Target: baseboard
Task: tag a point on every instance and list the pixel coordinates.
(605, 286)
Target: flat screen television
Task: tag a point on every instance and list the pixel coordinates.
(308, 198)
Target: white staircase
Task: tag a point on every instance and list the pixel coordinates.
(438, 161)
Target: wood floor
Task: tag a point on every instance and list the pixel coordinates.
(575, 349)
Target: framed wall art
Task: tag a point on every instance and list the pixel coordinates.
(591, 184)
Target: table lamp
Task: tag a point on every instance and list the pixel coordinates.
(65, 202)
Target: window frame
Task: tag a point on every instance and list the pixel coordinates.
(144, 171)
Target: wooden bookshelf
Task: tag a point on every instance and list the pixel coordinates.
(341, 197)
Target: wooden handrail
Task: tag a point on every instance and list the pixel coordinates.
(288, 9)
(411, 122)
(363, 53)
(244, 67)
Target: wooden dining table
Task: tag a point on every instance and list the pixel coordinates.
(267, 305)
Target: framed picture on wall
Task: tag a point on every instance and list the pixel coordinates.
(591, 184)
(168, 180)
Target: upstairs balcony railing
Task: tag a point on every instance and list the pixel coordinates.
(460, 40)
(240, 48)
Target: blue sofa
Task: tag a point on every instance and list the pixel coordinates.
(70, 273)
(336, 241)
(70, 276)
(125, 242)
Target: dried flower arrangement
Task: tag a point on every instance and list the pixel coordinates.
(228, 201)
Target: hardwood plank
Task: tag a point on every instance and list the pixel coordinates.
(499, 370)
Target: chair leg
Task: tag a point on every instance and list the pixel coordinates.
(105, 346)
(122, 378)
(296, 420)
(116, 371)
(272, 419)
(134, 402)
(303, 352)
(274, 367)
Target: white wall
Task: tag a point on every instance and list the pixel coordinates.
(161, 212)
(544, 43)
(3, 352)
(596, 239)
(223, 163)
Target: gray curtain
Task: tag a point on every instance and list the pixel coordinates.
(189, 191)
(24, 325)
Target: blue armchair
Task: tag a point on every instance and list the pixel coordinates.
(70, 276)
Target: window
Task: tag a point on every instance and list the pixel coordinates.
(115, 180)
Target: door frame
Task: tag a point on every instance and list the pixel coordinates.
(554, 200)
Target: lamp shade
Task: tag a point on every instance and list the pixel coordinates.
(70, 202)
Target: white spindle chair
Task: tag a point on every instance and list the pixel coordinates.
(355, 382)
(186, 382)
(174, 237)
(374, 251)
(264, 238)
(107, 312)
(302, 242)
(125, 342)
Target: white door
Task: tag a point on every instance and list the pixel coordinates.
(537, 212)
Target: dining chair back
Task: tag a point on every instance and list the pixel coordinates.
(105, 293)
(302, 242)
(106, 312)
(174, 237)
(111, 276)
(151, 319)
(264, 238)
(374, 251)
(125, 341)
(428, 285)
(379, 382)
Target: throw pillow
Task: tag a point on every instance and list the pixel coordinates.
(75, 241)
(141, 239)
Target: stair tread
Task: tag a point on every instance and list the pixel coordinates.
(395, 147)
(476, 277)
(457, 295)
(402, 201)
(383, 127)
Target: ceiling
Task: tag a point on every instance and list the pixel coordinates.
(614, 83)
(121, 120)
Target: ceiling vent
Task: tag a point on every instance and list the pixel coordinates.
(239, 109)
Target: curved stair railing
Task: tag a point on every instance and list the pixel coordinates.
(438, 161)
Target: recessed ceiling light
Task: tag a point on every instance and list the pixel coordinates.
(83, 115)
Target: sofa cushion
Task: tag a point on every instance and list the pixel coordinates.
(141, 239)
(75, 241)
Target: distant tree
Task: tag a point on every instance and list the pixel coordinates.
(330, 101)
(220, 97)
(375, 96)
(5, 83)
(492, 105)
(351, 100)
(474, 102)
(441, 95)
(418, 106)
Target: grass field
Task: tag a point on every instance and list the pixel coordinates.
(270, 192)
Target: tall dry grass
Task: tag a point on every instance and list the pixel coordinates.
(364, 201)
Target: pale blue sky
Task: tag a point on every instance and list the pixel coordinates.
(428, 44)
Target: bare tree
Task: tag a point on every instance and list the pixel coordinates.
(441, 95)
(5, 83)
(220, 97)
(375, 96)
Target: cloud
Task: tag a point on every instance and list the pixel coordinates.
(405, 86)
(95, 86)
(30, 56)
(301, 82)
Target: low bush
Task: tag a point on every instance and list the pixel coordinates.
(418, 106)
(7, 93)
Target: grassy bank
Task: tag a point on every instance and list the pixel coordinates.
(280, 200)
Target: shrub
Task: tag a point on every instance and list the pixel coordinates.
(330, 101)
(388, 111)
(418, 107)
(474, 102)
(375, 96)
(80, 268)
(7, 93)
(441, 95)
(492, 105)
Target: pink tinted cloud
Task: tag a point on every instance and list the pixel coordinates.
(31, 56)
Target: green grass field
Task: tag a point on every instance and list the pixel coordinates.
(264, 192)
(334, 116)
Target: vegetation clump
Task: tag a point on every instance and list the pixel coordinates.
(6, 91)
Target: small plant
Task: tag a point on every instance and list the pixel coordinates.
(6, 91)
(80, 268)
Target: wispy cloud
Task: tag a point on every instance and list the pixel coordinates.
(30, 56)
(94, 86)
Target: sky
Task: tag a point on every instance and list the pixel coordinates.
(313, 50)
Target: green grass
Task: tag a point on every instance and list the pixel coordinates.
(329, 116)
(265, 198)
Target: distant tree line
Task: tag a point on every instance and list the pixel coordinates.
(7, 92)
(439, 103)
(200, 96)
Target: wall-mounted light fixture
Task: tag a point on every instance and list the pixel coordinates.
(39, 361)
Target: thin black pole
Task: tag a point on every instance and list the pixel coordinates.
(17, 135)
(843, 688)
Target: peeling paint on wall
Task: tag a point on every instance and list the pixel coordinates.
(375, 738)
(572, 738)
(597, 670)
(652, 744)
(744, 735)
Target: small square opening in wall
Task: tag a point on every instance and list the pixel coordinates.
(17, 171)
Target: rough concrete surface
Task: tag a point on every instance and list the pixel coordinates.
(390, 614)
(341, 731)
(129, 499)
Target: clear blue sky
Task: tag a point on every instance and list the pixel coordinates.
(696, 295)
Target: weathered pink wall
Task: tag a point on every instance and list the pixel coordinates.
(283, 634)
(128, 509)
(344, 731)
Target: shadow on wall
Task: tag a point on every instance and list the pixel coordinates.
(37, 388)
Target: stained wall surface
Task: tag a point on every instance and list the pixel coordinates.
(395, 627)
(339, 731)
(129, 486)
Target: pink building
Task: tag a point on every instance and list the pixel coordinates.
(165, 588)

----

### EXERCISE
Out of the data above, transcribe exactly and only the lines starting with the line that has "Target: bare tree" and going on through the line that has "Target: vegetation clump", both included.

### REPLY
Target: bare tree
Task: tag a point on every instance and list the pixel coordinates.
(441, 95)
(5, 83)
(220, 97)
(375, 96)
Target: cloud
Task: tag a point on every instance and list the pixel coordinates.
(405, 86)
(95, 86)
(30, 56)
(301, 82)
Target: low bush
Task: tag a point on every instance and list the pixel coordinates.
(418, 106)
(7, 93)
Target: grassy bank
Task: tag a point on every instance and list the pixel coordinates.
(280, 200)
Target: shrub
Task: tag a point on every instance and list the pixel coordinates.
(330, 101)
(388, 111)
(418, 107)
(474, 102)
(375, 96)
(80, 268)
(7, 93)
(441, 95)
(492, 105)
Target: pink tinted cloud
Task: tag a point on every instance and list the pixel coordinates.
(31, 56)
Target: green grass field
Task: tag a point on every instance and list the pixel coordinates.
(264, 192)
(334, 116)
Target: vegetation clump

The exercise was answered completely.